Rewrite the listing below as a numbered list with one item per line and no blank lines. Leave the pictures out.

── Data to use ──

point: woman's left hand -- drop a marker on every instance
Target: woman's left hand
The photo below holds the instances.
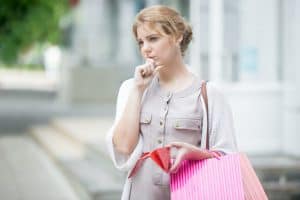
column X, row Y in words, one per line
column 181, row 151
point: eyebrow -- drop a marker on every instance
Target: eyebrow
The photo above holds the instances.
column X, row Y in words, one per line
column 148, row 36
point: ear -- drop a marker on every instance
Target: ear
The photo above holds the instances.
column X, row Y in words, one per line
column 179, row 39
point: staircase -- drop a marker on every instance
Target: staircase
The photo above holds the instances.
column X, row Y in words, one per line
column 77, row 146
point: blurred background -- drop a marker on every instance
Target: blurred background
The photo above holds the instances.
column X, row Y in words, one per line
column 62, row 62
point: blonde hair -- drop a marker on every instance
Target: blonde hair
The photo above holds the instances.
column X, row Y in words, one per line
column 167, row 21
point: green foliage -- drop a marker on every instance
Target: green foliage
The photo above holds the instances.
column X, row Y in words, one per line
column 26, row 22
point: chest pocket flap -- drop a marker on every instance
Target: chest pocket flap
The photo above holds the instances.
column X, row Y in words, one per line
column 187, row 124
column 145, row 118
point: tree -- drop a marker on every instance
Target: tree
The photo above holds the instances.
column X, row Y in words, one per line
column 27, row 22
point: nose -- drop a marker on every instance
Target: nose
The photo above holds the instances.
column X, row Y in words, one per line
column 146, row 48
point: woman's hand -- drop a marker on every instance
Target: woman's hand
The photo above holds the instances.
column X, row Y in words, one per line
column 144, row 74
column 181, row 151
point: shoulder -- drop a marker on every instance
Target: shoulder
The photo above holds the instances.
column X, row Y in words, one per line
column 127, row 84
column 214, row 93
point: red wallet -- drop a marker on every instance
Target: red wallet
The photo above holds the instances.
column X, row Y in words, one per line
column 160, row 156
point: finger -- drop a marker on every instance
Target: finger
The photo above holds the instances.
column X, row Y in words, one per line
column 177, row 162
column 176, row 144
column 157, row 68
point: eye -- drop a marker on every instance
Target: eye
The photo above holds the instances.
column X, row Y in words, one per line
column 153, row 39
column 140, row 43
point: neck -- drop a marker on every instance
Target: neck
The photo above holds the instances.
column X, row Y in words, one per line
column 173, row 71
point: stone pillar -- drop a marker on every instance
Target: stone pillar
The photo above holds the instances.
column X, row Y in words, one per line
column 259, row 40
column 291, row 63
column 216, row 17
column 92, row 39
column 258, row 98
column 195, row 50
column 127, row 54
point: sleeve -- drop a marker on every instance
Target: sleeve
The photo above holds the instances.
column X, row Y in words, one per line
column 121, row 161
column 222, row 132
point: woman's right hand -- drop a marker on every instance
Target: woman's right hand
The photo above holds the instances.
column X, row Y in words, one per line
column 144, row 74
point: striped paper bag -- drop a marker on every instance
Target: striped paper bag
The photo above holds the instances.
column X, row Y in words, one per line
column 229, row 177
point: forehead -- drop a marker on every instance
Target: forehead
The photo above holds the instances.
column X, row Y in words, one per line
column 145, row 29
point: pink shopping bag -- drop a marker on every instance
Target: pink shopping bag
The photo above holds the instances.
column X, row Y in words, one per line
column 230, row 177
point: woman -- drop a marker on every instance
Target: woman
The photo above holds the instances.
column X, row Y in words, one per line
column 162, row 106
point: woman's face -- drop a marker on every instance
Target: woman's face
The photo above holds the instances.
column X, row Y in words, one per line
column 153, row 45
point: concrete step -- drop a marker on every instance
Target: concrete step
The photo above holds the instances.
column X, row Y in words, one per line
column 89, row 132
column 27, row 173
column 89, row 177
column 279, row 174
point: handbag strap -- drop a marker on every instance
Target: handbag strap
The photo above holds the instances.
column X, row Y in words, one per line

───

Correct response:
1. point: woman's left hand -- drop a marker on every instance
2. Target: woman's left hand
3. The photo below holds the instances.
4. column X, row Y in words, one per line
5. column 181, row 151
6. point: eyebrow -- drop a marker on every instance
7. Target: eyebrow
8. The photo above holds the instances.
9. column X, row Y in words, one per line
10. column 148, row 36
11. point: ear -- drop a marker on every instance
12. Target: ear
13. The photo above holds the instances.
14. column X, row Y in words, one per line
15. column 179, row 39
16. point: staircase -- drop a marker on every instance
17. Target: staircase
18. The photo above holds the instances.
19. column X, row Y in words, one per line
20. column 77, row 146
21. point: blurred background -- drop a marker on every instance
22. Target: blurred background
23. The photo above holds the instances.
24. column X, row Y in words, one per line
25. column 62, row 62
26. point: blonde hair -- drop a marker on every instance
27. Target: blonde hair
28. The photo above holds the instances.
29. column X, row Y in words, one per line
30. column 167, row 21
31. point: green foliage -- drop a marker on every instance
32. Target: green foliage
33. The photo above holds the instances.
34. column X, row Y in words, one per line
35. column 26, row 22
36. point: chest pocket flap -- drop a marker on every instance
37. Target: chest pocket flap
38. The photo above holds the instances.
39. column X, row Y in words, one per line
40. column 187, row 124
41. column 145, row 118
42. point: tree -- drop a marker on every instance
43. Target: tree
44. The photo above holds the instances.
45. column X, row Y in words, one per line
46. column 27, row 22
47. point: nose -- drop a marker on every instance
48. Target: nose
49. The photo above holds the instances.
50. column X, row Y in words, one per line
51. column 146, row 48
52. point: woman's hand -- drop a marker on every instance
53. Target: woman's hand
54. The photo above holds the instances.
55. column X, row Y in words, one per line
56. column 144, row 74
57. column 181, row 151
58. point: shoulder -- drop a marker on every instance
59. Target: shoulder
60. The photo above holds the instances.
61. column X, row Y in words, one per line
62. column 127, row 84
63. column 214, row 93
64. point: red wallet -- drop a marker on every instance
65. Target: red wallet
66. The photo above holds the instances.
67. column X, row Y in words, one per line
68. column 160, row 156
69. point: finger -- drop a marker on every instance
70. Target: finger
71. The photo above holds the instances.
72. column X, row Y in words, one per line
73. column 177, row 162
74. column 176, row 144
75. column 157, row 68
76. point: eye -- drop a marker on every instance
77. Target: eye
78. The photo above holds the instances.
79. column X, row Y in words, one per line
80. column 153, row 39
81. column 140, row 43
82. point: neck -- drop a marker on every instance
83. Target: neck
84. The photo above holds the instances.
85. column X, row Y in words, one per line
86. column 173, row 71
87. point: stone pillar -- drop a marker on every instance
88. Target: stone pillar
89. The photo above holds the instances.
90. column X, row Y in words, one per line
91. column 259, row 40
92. column 291, row 63
93. column 216, row 17
94. column 92, row 39
95. column 258, row 98
96. column 195, row 50
97. column 127, row 54
98. point: sleeve -- drop a marker on every instance
99. Target: sleeve
100. The photo above holds the instances.
101. column X, row Y in words, one per line
102. column 121, row 161
103. column 222, row 132
104. point: woman's right hand -- drop a marker on every instance
105. Target: woman's right hand
106. The photo above holds the instances.
107. column X, row Y in words, one per line
108. column 144, row 74
109. point: striped paper bag -- drop a marker on every instance
110. Target: striped paper bag
111. The photo above holds the instances.
112. column X, row Y in words, one per line
113. column 229, row 177
114. point: forehead -- drop a marker on every instance
115. Target: forehead
116. The photo above holds the instances.
117. column X, row Y in words, one per line
118. column 145, row 29
119. point: pink shopping bag -- drop a marker on every instance
120. Target: pink shopping bag
121. The photo above holds the instances.
122. column X, row Y in words, one per line
123. column 230, row 177
124. point: woman -- drop a marker on every instance
125. Target: woman
126. The photo above holds the instances.
127. column X, row Y in words, one per line
128. column 162, row 106
129. point: woman's face -- drop a marker on every instance
130. Target: woman's face
131. The photo above holds the instances.
132. column X, row Y in words, one per line
133. column 153, row 45
134. point: concrete step -- drop a marker on every instance
135. Target: concrete step
136. The photo above holds the instances.
137. column X, row Y in words, one per line
138. column 89, row 132
139. column 27, row 173
140. column 89, row 177
141. column 279, row 174
142. point: handbag strap -- drop a marker on every instance
143. Target: handbag strap
144. The photo above holds the instances.
145. column X, row Y in words, one per line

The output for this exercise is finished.